## Written task A
Reproduce the smooth ceiling thread in full, word for word.

## Source document
==*==

# Smooth Ceiling Problem



## Frankawitz (Jun 17, 2006)

It sounds like the Illegals did the drywall and hit the joints with one coat of mud, that's what you get for $0.05 sqft for drywall:laughing:
I would float out the seams witha 14" knife on each side of the joint, I would also use Durabond 20 and not the easy sand crap, then give it a lite sand. prime and repaint. Good luck


www.frankawitz.net


----------



## kgphoto (May 9, 2006)

Brocktologist said:


> Stick with A/C since you obviously know nothing about drywall.
> If you did know even a little you'd know mudd and paper will absorb the primer and paint differently, therefore you need to texture or skim coat.
> Later DH!:laughing:


Actually wouldn't it be true that if the surface was sealed with a PVA primer that would even out the absorption and then it wouldn't require a texture?


----------



## bwalley (Jan 7, 2009)

Brocktologist said:


> Stick with A/C since you obviously know nothing about drywall.
> If you did know even a little you'd know mudd and paper will absorb the primer and paint differently, therefore you need to texture or skim coat.
> Later DH!:laughing:


If your work needs to be textured, you are obviously a hack.

Texturing walls and ceilings is the way to hide crappy drywall work.

BTW I have had the Certified Building Contractors License longer than I have had the Certified A/C License, I am a REAL contractor, not just a drywall sub.


----------



## Deicide1 (Nov 12, 2008)

Brocktologist said:


> Stick with A/C since you obviously know nothing about drywall.

==*==

## Records for this task
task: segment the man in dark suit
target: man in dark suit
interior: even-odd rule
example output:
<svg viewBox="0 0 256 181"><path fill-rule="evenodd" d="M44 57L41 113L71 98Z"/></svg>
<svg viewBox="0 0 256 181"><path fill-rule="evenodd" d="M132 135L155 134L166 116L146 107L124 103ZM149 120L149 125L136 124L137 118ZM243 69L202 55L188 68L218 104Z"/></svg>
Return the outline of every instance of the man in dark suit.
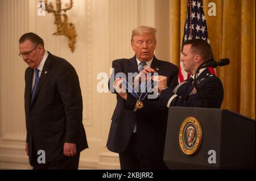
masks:
<svg viewBox="0 0 256 181"><path fill-rule="evenodd" d="M44 49L34 33L19 40L25 72L26 151L34 169L78 169L88 148L78 76L65 60Z"/></svg>
<svg viewBox="0 0 256 181"><path fill-rule="evenodd" d="M177 85L177 68L154 56L156 31L154 28L144 26L133 31L131 45L135 56L130 59L113 61L114 73L110 81L114 80L120 73L129 77L129 73L143 73L144 70L142 70L147 67L157 70L159 75L166 77L167 84L170 89ZM140 79L140 75L141 73L135 79ZM118 78L115 77L116 81L119 80ZM109 83L109 88L112 92L117 93L112 89L113 83ZM156 96L151 101L158 99ZM126 101L118 94L117 100L107 147L109 150L119 153L121 169L167 169L163 157L167 109L162 112L155 110L154 113L148 115L142 111L125 109Z"/></svg>
<svg viewBox="0 0 256 181"><path fill-rule="evenodd" d="M181 61L185 70L195 75L199 65L209 60L210 54L210 47L206 41L202 39L190 40L184 43ZM154 71L150 68L145 70L146 72ZM143 102L144 107L141 110L149 113L154 110L164 110L170 106L220 108L224 96L221 81L211 74L208 69L204 68L199 71L196 81L197 87L196 89L194 76L179 84L174 90L168 87L166 77L153 77L152 79L158 82L160 94L159 100L156 102L149 100ZM123 99L127 99L125 108L134 109L137 100L130 94L127 95L126 93L120 93L120 95Z"/></svg>

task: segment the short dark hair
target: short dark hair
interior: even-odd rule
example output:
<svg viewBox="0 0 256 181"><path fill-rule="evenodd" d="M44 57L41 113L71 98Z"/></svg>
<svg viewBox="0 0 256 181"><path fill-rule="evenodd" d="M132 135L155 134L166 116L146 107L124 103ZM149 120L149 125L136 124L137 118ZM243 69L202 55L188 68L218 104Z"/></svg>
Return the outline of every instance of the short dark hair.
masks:
<svg viewBox="0 0 256 181"><path fill-rule="evenodd" d="M188 40L184 42L184 45L191 45L190 48L191 53L199 54L203 62L212 57L212 49L210 45L203 39Z"/></svg>
<svg viewBox="0 0 256 181"><path fill-rule="evenodd" d="M43 47L44 46L44 40L39 36L32 32L26 33L22 35L19 40L19 43L22 43L28 40L35 45L42 45Z"/></svg>

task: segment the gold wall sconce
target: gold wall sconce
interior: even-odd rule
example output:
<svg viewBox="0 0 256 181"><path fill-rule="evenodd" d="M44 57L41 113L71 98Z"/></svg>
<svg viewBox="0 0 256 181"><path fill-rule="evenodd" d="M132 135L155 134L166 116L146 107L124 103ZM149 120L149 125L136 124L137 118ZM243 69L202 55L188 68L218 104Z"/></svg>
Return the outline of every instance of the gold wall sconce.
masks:
<svg viewBox="0 0 256 181"><path fill-rule="evenodd" d="M42 2L42 1L40 1ZM72 52L75 50L75 44L76 42L76 32L75 26L72 23L68 23L68 16L66 14L61 14L62 11L66 12L73 7L73 0L65 4L65 8L61 9L61 1L56 0L56 10L54 10L52 3L49 4L47 0L44 1L46 11L49 13L53 13L55 17L54 24L57 26L57 32L53 35L64 35L68 38L68 46Z"/></svg>

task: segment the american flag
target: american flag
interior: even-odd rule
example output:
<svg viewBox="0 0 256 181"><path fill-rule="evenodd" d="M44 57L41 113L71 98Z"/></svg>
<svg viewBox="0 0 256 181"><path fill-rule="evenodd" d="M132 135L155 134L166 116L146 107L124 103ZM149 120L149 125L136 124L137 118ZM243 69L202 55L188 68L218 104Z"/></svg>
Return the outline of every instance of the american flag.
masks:
<svg viewBox="0 0 256 181"><path fill-rule="evenodd" d="M188 0L187 19L184 27L181 53L183 50L184 43L186 40L196 39L204 39L210 44L208 33L207 32L206 19L203 8L203 1ZM184 70L181 61L180 64L179 81L182 82L187 78L189 78L191 75ZM214 69L212 68L208 69L210 73L216 74Z"/></svg>

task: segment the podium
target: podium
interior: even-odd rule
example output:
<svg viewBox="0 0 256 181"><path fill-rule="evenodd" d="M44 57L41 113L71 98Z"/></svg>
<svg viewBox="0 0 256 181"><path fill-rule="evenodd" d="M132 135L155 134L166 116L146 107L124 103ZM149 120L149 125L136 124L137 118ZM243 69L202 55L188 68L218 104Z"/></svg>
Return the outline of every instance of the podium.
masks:
<svg viewBox="0 0 256 181"><path fill-rule="evenodd" d="M255 122L227 110L170 107L169 169L255 169Z"/></svg>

==*==

## Written task B
Please list each line in the records that contains the string "segment", treating uppercase and lowercase as different.

## Worked solution A
# Smooth Ceiling Problem



## Frankawitz (Jun 17, 2006)

It sounds like the Illegals did the drywall and hit the joints with one coat of mud, that's what you get for $0.05 sqft for drywall:laughing:
I would float out the seams witha 14" knife on each side of the joint, I would also use Durabond 20 and not the easy sand crap, then give it a lite sand. prime and repaint. Good luck


www.frankawitz.net


----------



## kgphoto (May 9, 2006)

Brocktologist said:


> Stick with A/C since you obviously know nothing about drywall.
> If you did know even a little you'd know mudd and paper will absorb the primer and paint differently, therefore you need to texture or skim coat.
> Later DH!:laughing:


Actually wouldn't it be true that if the surface was sealed with a PVA primer that would even out the absorption and then it wouldn't require a texture?


----------



## bwalley (Jan 7, 2009)

Brocktologist said:


> Stick with A/C since you obviously know nothing about drywall.
> If you did know even a little you'd know mudd and paper will absorb the primer and paint differently, therefore you need to texture or skim coat.
> Later DH!:laughing:


If your work needs to be textured, you are obviously a hack.

Texturing walls and ceilings is the way to hide crappy drywall work.

BTW I have had the Certified Building Contractors License longer than I have had the Certified A/C License, I am a REAL contractor, not just a drywall sub.


----------



## Deicide1 (Nov 12, 2008)

Brocktologist said:


> Stick with A/C since you obviously know nothing about drywall.

## Worked solution B
task: segment the man in dark suit
task: segment the short dark hair
task: segment the gold wall sconce
task: segment the american flag
task: segment the podium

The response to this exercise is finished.